_DO THIS_. Collect each line of the entries below that contains the string "mask", treating uppercase and lowercase letters as distinct.

_RECORDED DATA_.
○ ○ ○ ○ ○

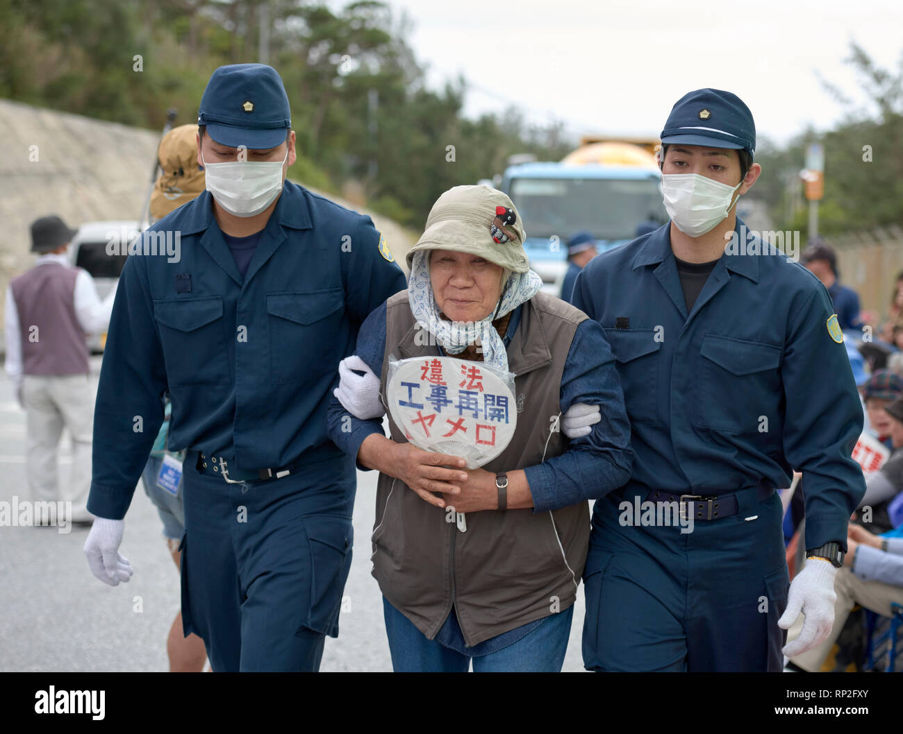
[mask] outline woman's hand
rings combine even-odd
[[[455,512],[479,512],[481,509],[498,509],[498,488],[496,475],[485,469],[470,469],[467,481],[461,485],[456,495],[446,494],[445,500]]]
[[[400,479],[431,505],[444,508],[445,500],[433,492],[454,497],[461,492],[468,475],[461,471],[466,462],[460,456],[424,451],[413,444],[394,444],[386,473]],[[459,467],[446,469],[445,466]]]
[[[468,479],[461,471],[467,462],[460,456],[424,451],[413,444],[397,444],[380,434],[371,434],[364,439],[358,461],[400,479],[424,501],[441,508],[445,507],[445,500],[433,492],[453,497],[461,491],[461,482]]]

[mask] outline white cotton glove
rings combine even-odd
[[[353,370],[364,374],[357,374]],[[339,375],[339,387],[332,394],[349,413],[361,420],[378,418],[386,413],[379,399],[379,378],[360,357],[352,354],[340,362]]]
[[[777,626],[789,629],[800,611],[805,615],[799,637],[784,647],[784,655],[795,657],[811,650],[831,634],[834,623],[834,576],[837,569],[830,561],[810,558],[790,583],[787,608]]]
[[[132,578],[132,564],[119,553],[125,520],[95,518],[85,541],[85,555],[91,573],[104,583],[118,586]]]
[[[568,438],[580,438],[588,435],[590,427],[602,419],[598,405],[574,403],[562,417],[562,431]]]

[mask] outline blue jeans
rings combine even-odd
[[[386,634],[396,673],[560,673],[564,663],[573,605],[546,617],[539,627],[498,652],[471,658],[426,636],[383,597]]]

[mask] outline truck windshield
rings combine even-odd
[[[658,179],[513,179],[511,200],[527,237],[563,241],[589,230],[597,240],[631,240],[641,222],[667,221]]]

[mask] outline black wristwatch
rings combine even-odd
[[[507,474],[504,472],[496,474],[496,487],[498,490],[498,509],[507,509]]]
[[[819,546],[817,548],[811,548],[805,552],[806,558],[818,557],[824,558],[827,561],[831,561],[834,568],[840,568],[843,565],[843,556],[844,553],[841,550],[840,543],[825,543],[824,546]]]

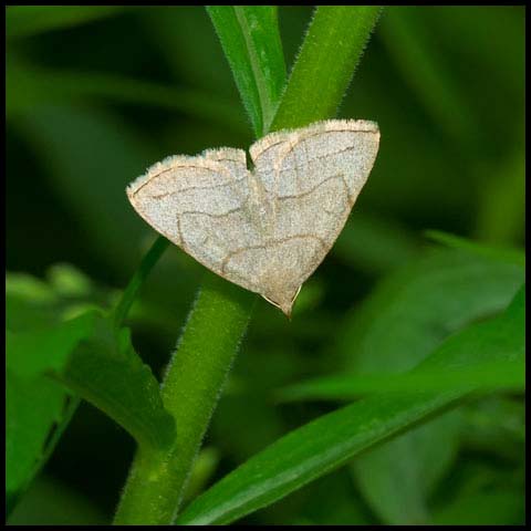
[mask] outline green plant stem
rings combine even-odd
[[[114,311],[114,324],[117,327],[124,323],[125,317],[127,316],[127,313],[129,312],[129,309],[135,301],[136,295],[138,294],[138,290],[142,288],[146,277],[158,262],[158,259],[163,256],[168,246],[169,241],[163,236],[159,236],[142,259],[140,266],[127,284],[127,288],[122,294],[122,299]]]
[[[208,275],[167,368],[163,399],[175,417],[169,450],[139,448],[114,523],[168,524],[249,323],[253,293]]]

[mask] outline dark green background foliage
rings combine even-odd
[[[126,184],[170,154],[246,148],[273,118],[241,101],[210,15],[7,10],[11,523],[110,522],[135,447],[118,424],[173,437],[155,378],[205,269],[170,246],[131,337],[94,309],[155,241]],[[312,9],[278,15],[289,74]],[[523,112],[524,8],[385,9],[339,110],[379,124],[375,167],[292,321],[256,304],[181,522],[524,521]]]

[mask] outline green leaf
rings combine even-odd
[[[6,504],[8,514],[48,460],[79,400],[44,376],[6,368]]]
[[[371,382],[377,385],[376,381],[385,379],[387,374],[389,382],[381,379],[381,384],[389,391],[400,385],[445,385],[460,376],[473,377],[477,384],[483,377],[483,386],[491,388],[514,385],[519,369],[509,366],[499,372],[500,379],[492,374],[494,366],[482,367],[482,374],[479,369],[468,375],[446,371],[440,378],[434,374],[426,374],[426,378],[393,374],[412,368],[449,334],[471,321],[501,311],[523,280],[522,268],[512,263],[462,250],[428,251],[388,277],[346,319],[340,347],[350,360],[351,373],[366,378],[362,385],[368,386]],[[513,379],[507,382],[508,378]],[[362,493],[385,522],[428,521],[426,497],[455,457],[459,427],[456,415],[458,412],[454,421],[450,415],[446,420],[426,424],[353,462]]]
[[[271,131],[335,116],[382,8],[320,6]]]
[[[50,268],[48,278],[45,282],[24,273],[6,273],[8,513],[48,460],[79,404],[66,388],[43,374],[28,375],[21,355],[9,355],[13,334],[56,326],[65,313],[72,314],[74,306],[93,296],[88,279],[71,266]],[[42,353],[40,360],[45,358]]]
[[[208,6],[254,134],[269,129],[285,83],[277,6]]]
[[[158,383],[133,350],[127,329],[116,330],[100,312],[53,327],[8,333],[8,367],[21,378],[46,374],[105,412],[140,444],[171,442],[174,423]],[[45,355],[43,355],[43,353]]]
[[[8,63],[6,80],[8,118],[29,114],[41,104],[106,100],[162,107],[247,131],[238,102],[219,97],[215,92],[166,86],[115,74],[38,67],[18,58]]]
[[[279,392],[281,402],[329,399],[352,400],[360,396],[385,392],[407,392],[417,389],[445,391],[448,387],[472,384],[481,391],[522,392],[525,387],[524,364],[516,362],[493,362],[478,364],[473,369],[417,371],[397,375],[352,375],[324,376],[294,384]]]
[[[80,304],[86,308],[88,279],[69,266],[51,268],[49,278],[6,275],[8,512],[51,455],[77,395],[144,444],[173,438],[158,383],[133,351],[128,331],[116,331],[94,311],[64,321]]]
[[[70,28],[125,11],[126,6],[9,6],[6,35],[31,37]]]
[[[381,32],[392,61],[424,104],[434,124],[470,149],[478,140],[476,116],[448,69],[423,13],[416,7],[392,6],[382,19]]]
[[[469,367],[524,355],[524,288],[500,316],[471,325],[437,348],[420,367]],[[282,437],[196,499],[180,524],[230,523],[296,490],[353,456],[466,396],[385,393],[324,415]]]
[[[464,251],[476,253],[490,260],[499,260],[501,262],[525,267],[525,253],[520,249],[486,246],[466,238],[460,238],[459,236],[441,232],[440,230],[426,230],[425,235],[427,238],[452,249],[462,249]]]

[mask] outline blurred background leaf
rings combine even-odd
[[[312,9],[278,12],[290,72]],[[201,7],[8,7],[7,33],[7,306],[18,308],[8,312],[8,327],[23,330],[24,322],[53,324],[75,315],[80,304],[116,300],[154,239],[127,206],[128,181],[167,155],[246,147],[253,135]],[[292,322],[258,304],[207,435],[219,458],[207,485],[334,407],[315,400],[280,405],[274,389],[346,368],[405,371],[449,333],[507,303],[521,272],[485,266],[462,250],[438,251],[447,258],[430,270],[421,232],[523,247],[524,38],[523,7],[383,12],[340,107],[341,117],[378,122],[378,159],[337,246],[302,290]],[[77,294],[58,294],[48,273],[58,262],[83,271],[85,280],[76,282],[74,273],[60,281],[66,291],[73,281]],[[418,274],[417,288],[404,273],[404,285],[397,281],[388,301],[381,295],[387,310],[374,323],[374,348],[366,350],[357,343],[366,333],[355,323],[369,302],[361,301],[403,266]],[[133,344],[156,375],[201,275],[192,260],[169,249],[132,309]],[[30,304],[21,302],[24,293]],[[376,298],[378,292],[371,300]],[[406,306],[396,302],[406,299]],[[400,308],[414,313],[402,316]],[[396,326],[387,331],[389,320]],[[387,333],[396,337],[394,355]],[[427,507],[435,523],[522,523],[522,404],[521,394],[497,393],[417,428],[418,436],[412,436],[409,450],[400,450],[409,456],[408,480],[400,483],[409,497],[406,517],[420,508],[424,518]],[[420,442],[421,430],[435,430],[437,423],[441,445],[448,441],[445,452]],[[424,448],[418,459],[410,445]],[[69,504],[71,522],[91,523],[102,514],[108,522],[132,450],[122,429],[82,404],[44,467],[46,480],[31,494],[41,502],[27,506],[25,521],[58,522],[46,517],[53,506],[46,500],[67,490],[85,504]],[[426,459],[437,458],[426,471]],[[242,522],[403,518],[396,508],[367,502],[371,488],[393,485],[391,470],[395,477],[399,467],[391,462],[389,473],[366,488],[360,473],[353,481],[340,470]],[[92,517],[87,507],[96,511]]]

○ ○ ○ ○ ○

_RESPONSE_.
[mask] outline woman's hand
[mask] outline white cotton glove
[mask] outline blue jeans
[mask] outline truck windshield
[mask] outline black wristwatch
[mask] outline green plant stem
[mask] outline dark green background foliage
[mask] outline green leaf
[mask] outline blurred background leaf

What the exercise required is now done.